EXTRACT PROVIDED -
○ ○ ○ ○ ○ ○ ○
Douro River and the Wonderful World of Port

Posted by Pat on November 10, 2017 in Travel |

28 October 2017

One does not need to cruise the Douro River Valley for Port because most all wine houses can be found along the Cais de Gaia. However, river cruises up the Douro, though what is a UNESCO World Heritage Site and the oldest demarcated wine region in the world, is a pleasant and tasty way to pass a few days. So much wine – so little time!

We are warmly welcomed aboard Douro Prince and accommodations are organized and comfortable.Many companies and river boats sail the Douro. Most offer the same ports and activities. However, prices can vary considerably. Some ships are larger, carry more passengers, offer a pool, and amenities you may or may not want or use. We booked with the local company Douro Azul. Their fleet of river boats range from the 130-passenger Douro Cruiser, 80-passenger Douro Princess, to the more luxurious 30-passenger Spirit of Chartwell.

We chose the 48-passenger Douro Prince, refurbished in 2015. The upper deck has 15 double cabins and 1 suite, and the 8 cabins on the main deck have a private balcony. The Prince has a comfortable lounge bar, small shop, sundeck and restaurant. Access to surprisingly good Wifi is 10€ a week, practically a steal. There is an optional package of 259€ for tours or you can choose tours individually. Our double room with balcony was 880€ (upper deck supplement was 85€ and 390€ for single supplement). A drink package was a reasonable 85€ for the week. Booking was easy and payable via PayPal. The official language of the ship is English and fellow passengers were from Canada, Netherlands, UK, and Portugal.

There is no nighttime cruising, so exploring ports and doing morning jogs are options. Generally, there is little to explore in these ports beyond the ‘main street’ but plenty of wineries and tasting nearby. No late sleeping in. While the upper deck may be quieter, the main deck will reverberate when the engines fire up in the mornings, sometimes around 7 am.
○ ○ ○ ○ ○ ○ ○
RECORDS SUPPLIED -
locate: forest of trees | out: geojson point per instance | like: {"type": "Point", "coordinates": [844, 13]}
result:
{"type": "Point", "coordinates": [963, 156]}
○ ○ ○ ○ ○ ○ ○
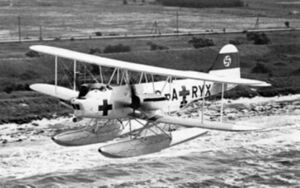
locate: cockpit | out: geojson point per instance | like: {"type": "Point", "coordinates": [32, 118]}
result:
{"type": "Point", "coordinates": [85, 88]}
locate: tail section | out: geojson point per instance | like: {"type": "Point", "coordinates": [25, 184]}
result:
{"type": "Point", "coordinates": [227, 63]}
○ ○ ○ ○ ○ ○ ○
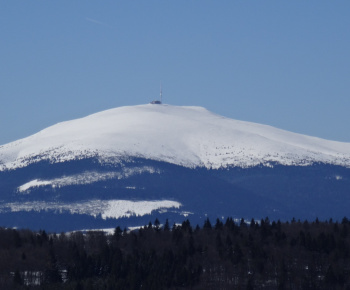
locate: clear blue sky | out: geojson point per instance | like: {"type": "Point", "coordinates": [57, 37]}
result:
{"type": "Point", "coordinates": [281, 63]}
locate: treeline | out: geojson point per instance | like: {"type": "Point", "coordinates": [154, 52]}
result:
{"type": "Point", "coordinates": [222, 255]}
○ ○ ○ ○ ○ ○ ○
PROBLEMS AND TASKS -
1. According to the Douro cruise post, how many passengers does the Douro Prince carry?
2. List every line of the records that contains the string "type", with case counting.
The travel post and the records are unrelated to each other.

EXERCISE ANSWERS -
1. 48 passengers.

2.
locate: forest of trees | out: geojson point per instance | like: {"type": "Point", "coordinates": [844, 13]}
{"type": "Point", "coordinates": [963, 156]}
locate: cockpit | out: geojson point per instance | like: {"type": "Point", "coordinates": [32, 118]}
{"type": "Point", "coordinates": [85, 88]}
locate: tail section | out: geojson point per instance | like: {"type": "Point", "coordinates": [25, 184]}
{"type": "Point", "coordinates": [227, 63]}
locate: clear blue sky | out: geojson point per instance | like: {"type": "Point", "coordinates": [57, 37]}
{"type": "Point", "coordinates": [281, 63]}
locate: treeline | out: geojson point per instance | like: {"type": "Point", "coordinates": [154, 52]}
{"type": "Point", "coordinates": [222, 255]}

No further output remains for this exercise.